**TASK DETAILS:** Rewrite the records below, substituting "bounding rectangle" for every occurrence of "bounding box" and leaving everything else unchanged.

**EXTRACTED INFORMATION:**

-*-

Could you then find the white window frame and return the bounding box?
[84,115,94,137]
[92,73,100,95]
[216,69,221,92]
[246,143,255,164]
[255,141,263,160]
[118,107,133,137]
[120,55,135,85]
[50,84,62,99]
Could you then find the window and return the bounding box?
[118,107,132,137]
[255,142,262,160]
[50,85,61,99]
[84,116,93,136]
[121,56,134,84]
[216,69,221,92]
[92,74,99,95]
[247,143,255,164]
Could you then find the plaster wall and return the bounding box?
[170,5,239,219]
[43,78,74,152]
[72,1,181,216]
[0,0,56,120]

-*-

**RESPONSE TO THE EXERCISE:**
Could you then find the white window frame and return the bounding rectangle?
[84,115,94,137]
[92,73,100,95]
[216,69,221,92]
[246,143,255,164]
[255,141,263,160]
[118,107,133,137]
[120,55,135,85]
[50,84,62,99]
Could you then find the window and return the bounding rectangle?
[118,107,132,137]
[255,142,262,160]
[50,85,61,99]
[84,116,93,136]
[121,56,134,84]
[216,69,221,92]
[92,74,99,95]
[247,143,255,164]
Could you then find the plaster wall and return the bounding rectangle?
[170,5,239,219]
[43,78,74,152]
[72,1,181,216]
[0,0,56,120]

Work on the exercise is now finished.